• Objectif: Recopiez sans rien changer le passage du texte fourni qui commence par les mots contenant « Vous rêvez de » et se termine par « Bootcamps de codage. ».

• Texte fourni:

Devenir spécialiste de données en quelques semaines

Devenir spécialiste de données en quelques semaines

Vous rêvez de démarrer une carrière en technologie, décrocher un emploi prometteur ou lancer votre entreprise? Saviez-vous que des formations courtes en science des données permettent de se requalifier en quelques semaines sans prérequis universitaires? Ces formations intensives et immersives suivent la formule éprouvée des Bootcamps de codage.

À QUOI S’ATTENDRE?

On s’en doute, les journées dans un bootcamp en science de données sont bien remplies. Le matin, les apprenants suivent les cours théoriques en direct sur des plateformes comme Zoom. Puis, ils s’affairent à relever des défis de programmation avec un camarade sur une plateforme telle que Compass. À la fin de la journée, une session récapitulative vise à consolider les notions.

• Données enregistrées:
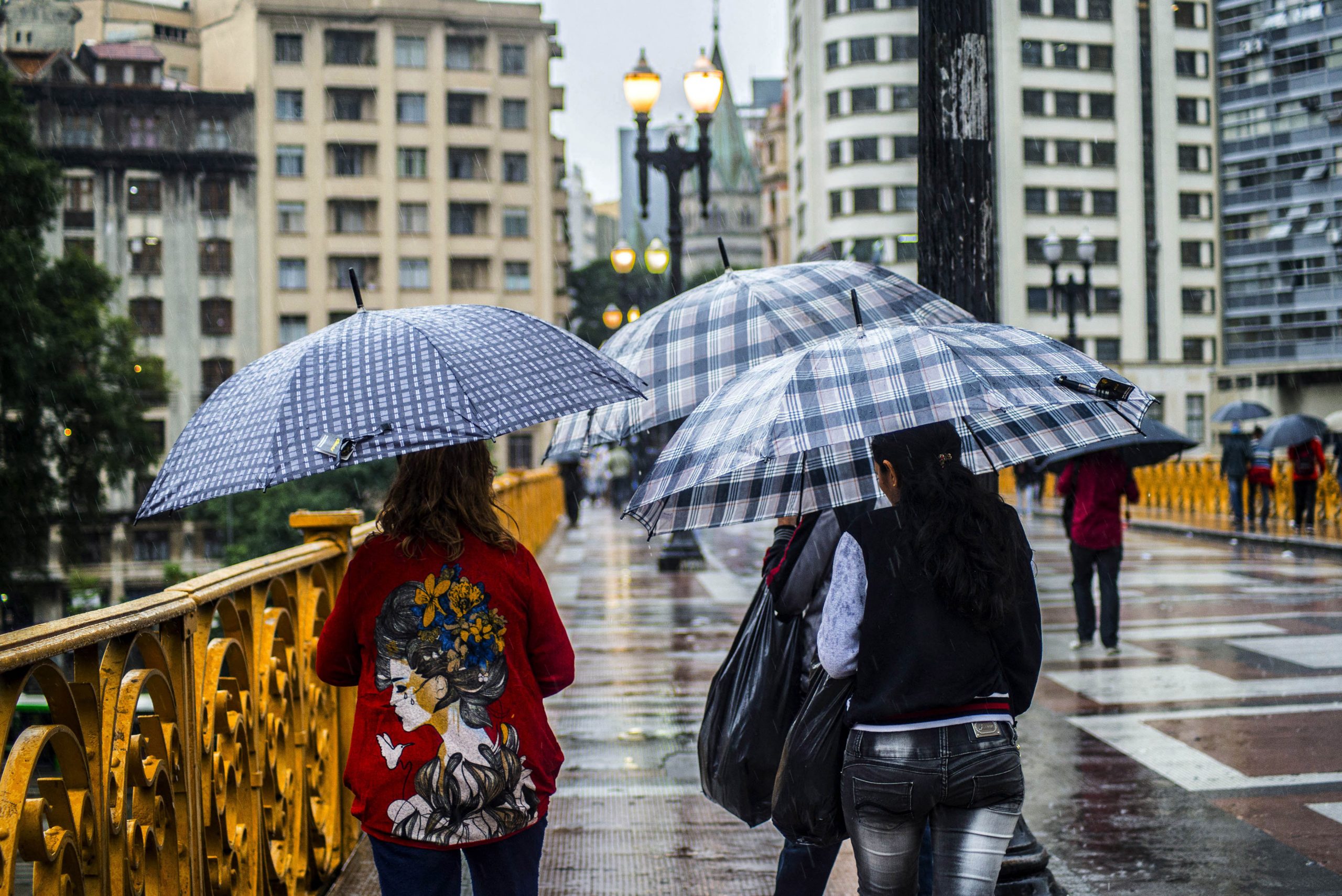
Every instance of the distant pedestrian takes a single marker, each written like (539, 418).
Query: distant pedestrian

--

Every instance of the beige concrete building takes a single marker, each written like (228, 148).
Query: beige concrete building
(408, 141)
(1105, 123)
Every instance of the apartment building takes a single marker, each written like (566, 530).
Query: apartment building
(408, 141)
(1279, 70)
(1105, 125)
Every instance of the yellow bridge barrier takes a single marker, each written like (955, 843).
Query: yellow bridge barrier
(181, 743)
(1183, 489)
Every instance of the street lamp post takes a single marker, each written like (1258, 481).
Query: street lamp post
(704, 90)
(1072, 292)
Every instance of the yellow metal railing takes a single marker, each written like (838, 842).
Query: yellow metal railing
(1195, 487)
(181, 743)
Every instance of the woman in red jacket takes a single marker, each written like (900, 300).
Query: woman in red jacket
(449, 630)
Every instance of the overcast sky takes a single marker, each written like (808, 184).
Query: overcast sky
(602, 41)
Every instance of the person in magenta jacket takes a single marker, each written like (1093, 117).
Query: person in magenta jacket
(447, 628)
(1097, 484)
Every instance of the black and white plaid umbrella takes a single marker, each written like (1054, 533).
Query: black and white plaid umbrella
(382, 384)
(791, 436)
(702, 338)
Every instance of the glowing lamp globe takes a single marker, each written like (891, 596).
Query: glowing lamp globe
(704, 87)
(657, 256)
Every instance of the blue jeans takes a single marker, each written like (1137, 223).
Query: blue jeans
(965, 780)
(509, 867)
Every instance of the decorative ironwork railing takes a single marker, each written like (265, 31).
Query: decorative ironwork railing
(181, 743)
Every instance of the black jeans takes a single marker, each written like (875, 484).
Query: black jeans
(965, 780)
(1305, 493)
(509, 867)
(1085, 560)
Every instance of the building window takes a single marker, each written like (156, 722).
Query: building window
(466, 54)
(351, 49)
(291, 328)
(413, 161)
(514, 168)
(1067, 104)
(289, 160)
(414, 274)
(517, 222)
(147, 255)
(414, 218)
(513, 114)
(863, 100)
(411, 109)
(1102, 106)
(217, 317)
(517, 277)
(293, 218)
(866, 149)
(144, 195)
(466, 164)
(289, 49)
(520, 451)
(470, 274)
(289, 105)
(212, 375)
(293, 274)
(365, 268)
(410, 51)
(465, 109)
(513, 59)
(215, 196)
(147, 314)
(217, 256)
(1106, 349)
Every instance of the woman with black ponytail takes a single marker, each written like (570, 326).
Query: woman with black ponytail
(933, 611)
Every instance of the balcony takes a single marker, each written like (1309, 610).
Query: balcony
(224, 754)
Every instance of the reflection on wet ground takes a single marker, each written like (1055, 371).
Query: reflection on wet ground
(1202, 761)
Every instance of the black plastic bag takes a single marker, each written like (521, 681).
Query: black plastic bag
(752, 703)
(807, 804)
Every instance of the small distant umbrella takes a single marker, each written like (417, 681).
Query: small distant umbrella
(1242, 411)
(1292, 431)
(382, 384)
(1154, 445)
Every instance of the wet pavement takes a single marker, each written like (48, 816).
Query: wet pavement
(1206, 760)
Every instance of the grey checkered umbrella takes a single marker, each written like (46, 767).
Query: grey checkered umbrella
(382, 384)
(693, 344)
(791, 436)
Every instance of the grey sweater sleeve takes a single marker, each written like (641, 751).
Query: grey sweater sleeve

• Solution:
Vous rêvez de démarrer une carrière en technologie, décrocher un emploi prometteur ou lancer votre entreprise? Saviez-vous que des formations courtes en science des données permettent de se requalifier en quelques semaines sans prérequis universitaires? Ces formations intensives et immersives suivent la formule éprouvée des Bootcamps de codage.